═════ Information supplied ═════

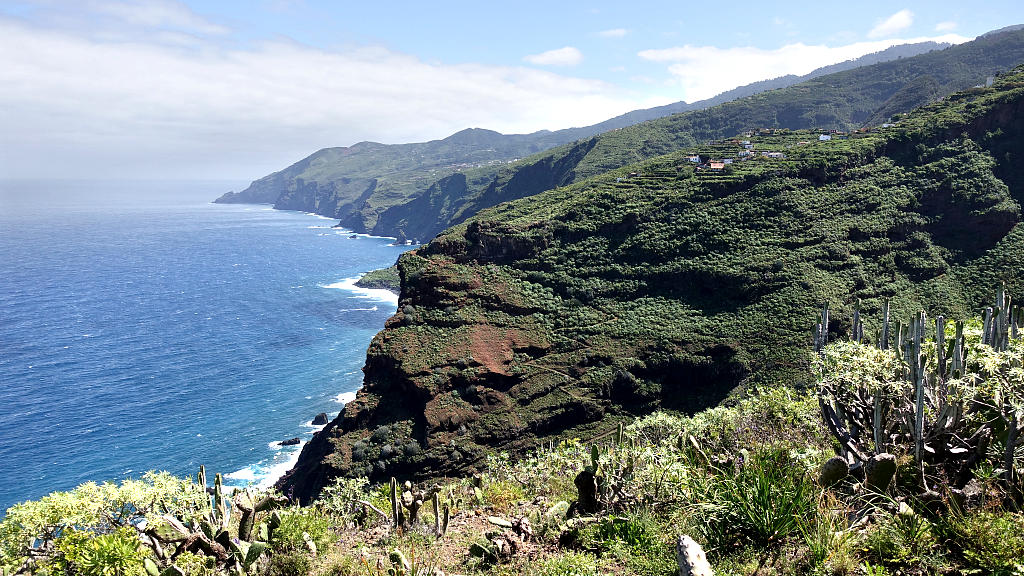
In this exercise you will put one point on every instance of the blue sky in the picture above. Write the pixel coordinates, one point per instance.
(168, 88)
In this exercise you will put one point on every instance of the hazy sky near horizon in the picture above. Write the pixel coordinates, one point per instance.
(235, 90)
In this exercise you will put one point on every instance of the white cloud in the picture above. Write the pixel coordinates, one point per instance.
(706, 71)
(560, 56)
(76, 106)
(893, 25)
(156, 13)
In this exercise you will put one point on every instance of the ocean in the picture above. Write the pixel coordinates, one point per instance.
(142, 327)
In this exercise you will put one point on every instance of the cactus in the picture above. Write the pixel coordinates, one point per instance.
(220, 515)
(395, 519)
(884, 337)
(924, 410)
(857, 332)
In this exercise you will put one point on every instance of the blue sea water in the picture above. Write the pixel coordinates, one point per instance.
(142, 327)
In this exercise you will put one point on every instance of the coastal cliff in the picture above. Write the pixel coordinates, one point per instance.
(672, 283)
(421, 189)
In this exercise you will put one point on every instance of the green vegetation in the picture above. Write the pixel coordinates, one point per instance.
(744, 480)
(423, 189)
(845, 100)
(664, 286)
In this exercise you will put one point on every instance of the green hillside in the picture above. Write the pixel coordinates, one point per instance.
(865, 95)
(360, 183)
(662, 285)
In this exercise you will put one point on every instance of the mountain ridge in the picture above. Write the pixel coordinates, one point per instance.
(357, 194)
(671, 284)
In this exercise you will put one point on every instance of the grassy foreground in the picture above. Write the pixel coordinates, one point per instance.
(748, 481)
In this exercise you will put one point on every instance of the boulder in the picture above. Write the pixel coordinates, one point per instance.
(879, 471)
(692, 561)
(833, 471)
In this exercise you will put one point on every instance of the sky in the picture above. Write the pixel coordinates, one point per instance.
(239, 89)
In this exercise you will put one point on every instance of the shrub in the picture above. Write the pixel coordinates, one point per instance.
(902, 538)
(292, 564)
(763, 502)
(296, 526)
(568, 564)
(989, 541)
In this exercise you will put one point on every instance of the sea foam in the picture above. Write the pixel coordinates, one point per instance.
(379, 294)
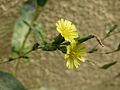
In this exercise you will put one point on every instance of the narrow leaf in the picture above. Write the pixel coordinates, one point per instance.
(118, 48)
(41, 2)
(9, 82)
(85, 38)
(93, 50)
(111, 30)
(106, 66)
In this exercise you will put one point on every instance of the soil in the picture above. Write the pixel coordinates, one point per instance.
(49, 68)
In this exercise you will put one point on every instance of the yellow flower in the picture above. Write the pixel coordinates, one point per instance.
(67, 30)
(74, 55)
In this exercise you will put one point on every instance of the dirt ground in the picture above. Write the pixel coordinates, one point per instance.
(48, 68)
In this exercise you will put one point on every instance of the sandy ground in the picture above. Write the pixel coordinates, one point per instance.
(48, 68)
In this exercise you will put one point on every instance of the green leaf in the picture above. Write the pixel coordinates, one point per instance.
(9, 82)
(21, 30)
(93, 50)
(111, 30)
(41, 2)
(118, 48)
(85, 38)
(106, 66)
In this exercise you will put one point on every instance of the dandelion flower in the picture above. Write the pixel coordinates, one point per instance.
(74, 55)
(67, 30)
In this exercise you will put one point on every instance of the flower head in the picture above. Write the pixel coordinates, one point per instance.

═════

Work task
From the line holding "of the soil" to the end of the listing, copy every line exactly, both ends included, and add nothing.

Worked solution
In this exercise you will put one point on every instance of the soil in the picture above. Write the pixel coordinates, one point per instance.
(49, 68)
In this exercise you will put one point on every instance of the yellow flower in the picture above. Write the pixel coordinates, one point per instance.
(67, 30)
(74, 55)
In this exercise you will put one point on every instance of the dirt ground in the picture above. Write the pixel coordinates, one point per instance.
(48, 68)
In this exercise you will put one point on every instance of the sandy ground in the picture above. Write the pixel coordinates, one point per instance.
(48, 68)
In this exercise you will put one point on every instance of the green leaf in the picture above. Write the pixel coordinates, one point per instance.
(9, 82)
(21, 30)
(93, 50)
(111, 30)
(41, 2)
(118, 48)
(85, 38)
(106, 66)
In this exercise you will put one point on every instance of the dandelion flower in the picture above. Write the pixel coordinates, one point per instance.
(74, 55)
(67, 30)
In this exercise you will put one point on every instance of the flower head in the picture above. Write the pixel coordinates, one point per instance.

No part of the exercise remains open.